What is needed
For the entries below, the result should be an exact transcription of the lines from the one with "Query: bus in background" up to and including the one with "Query: man in dark jacket", and only those.

** Records provided follows **

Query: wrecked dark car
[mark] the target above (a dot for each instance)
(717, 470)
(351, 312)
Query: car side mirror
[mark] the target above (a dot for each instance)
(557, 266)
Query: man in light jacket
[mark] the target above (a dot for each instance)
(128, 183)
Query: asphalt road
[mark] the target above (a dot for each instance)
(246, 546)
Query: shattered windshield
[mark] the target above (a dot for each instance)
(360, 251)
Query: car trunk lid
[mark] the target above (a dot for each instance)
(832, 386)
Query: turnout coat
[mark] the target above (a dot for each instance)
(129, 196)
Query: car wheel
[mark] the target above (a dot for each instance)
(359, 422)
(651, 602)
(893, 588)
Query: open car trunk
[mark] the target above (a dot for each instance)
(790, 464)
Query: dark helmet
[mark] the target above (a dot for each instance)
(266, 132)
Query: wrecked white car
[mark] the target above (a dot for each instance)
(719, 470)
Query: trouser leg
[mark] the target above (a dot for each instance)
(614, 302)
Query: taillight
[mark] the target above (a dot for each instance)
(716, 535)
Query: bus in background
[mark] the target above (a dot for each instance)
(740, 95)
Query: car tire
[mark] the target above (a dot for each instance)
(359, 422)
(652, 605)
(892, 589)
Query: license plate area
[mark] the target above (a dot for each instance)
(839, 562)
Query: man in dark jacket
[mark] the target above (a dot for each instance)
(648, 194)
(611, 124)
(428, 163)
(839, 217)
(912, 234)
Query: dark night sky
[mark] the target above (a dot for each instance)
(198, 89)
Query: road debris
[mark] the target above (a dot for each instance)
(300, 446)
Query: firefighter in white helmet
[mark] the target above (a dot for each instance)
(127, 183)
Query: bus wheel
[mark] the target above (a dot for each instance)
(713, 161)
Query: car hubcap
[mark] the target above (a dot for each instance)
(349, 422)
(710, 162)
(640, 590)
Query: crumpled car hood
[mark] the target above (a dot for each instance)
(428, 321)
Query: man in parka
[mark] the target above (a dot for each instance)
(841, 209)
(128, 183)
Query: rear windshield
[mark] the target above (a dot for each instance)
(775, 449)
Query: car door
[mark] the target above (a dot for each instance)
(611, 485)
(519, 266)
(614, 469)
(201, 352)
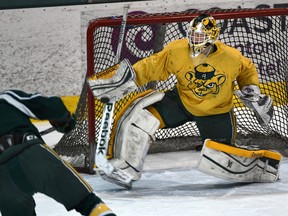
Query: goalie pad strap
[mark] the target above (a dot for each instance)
(237, 167)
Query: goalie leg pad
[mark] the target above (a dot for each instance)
(134, 133)
(237, 164)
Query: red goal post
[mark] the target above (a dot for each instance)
(261, 34)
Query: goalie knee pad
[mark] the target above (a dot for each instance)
(133, 135)
(238, 164)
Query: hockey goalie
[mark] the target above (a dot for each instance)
(206, 70)
(135, 128)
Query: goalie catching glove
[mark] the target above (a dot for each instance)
(261, 105)
(113, 83)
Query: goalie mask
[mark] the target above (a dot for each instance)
(201, 32)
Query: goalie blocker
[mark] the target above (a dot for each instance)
(239, 164)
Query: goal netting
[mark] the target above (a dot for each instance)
(260, 34)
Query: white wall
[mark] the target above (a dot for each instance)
(43, 49)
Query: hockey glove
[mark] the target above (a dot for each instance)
(65, 125)
(261, 105)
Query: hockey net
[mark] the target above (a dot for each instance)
(260, 34)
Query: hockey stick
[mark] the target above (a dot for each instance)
(107, 120)
(46, 131)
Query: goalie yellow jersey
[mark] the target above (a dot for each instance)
(205, 84)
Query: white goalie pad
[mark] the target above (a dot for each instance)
(237, 164)
(116, 87)
(133, 135)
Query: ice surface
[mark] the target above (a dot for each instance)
(172, 186)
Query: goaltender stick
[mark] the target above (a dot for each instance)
(206, 70)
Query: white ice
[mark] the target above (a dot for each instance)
(172, 186)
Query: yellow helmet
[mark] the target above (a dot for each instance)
(202, 31)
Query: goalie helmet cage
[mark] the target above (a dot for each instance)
(261, 35)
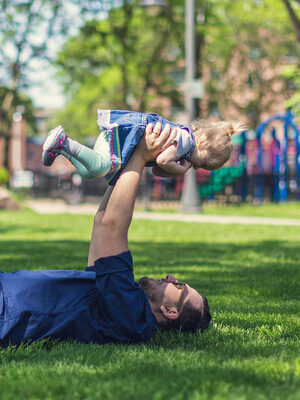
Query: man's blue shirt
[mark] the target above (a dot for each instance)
(101, 304)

** End of Records provided **

Output for this task
Query: bus in background
[mark] the target above (a dot for each instance)
(740, 95)
Query: car tire
[mark] the target above (a dot for each instance)
(359, 422)
(652, 605)
(892, 589)
Query: license plate area
[mark] the target above (a dot for each instance)
(839, 562)
Query: man in dark jacket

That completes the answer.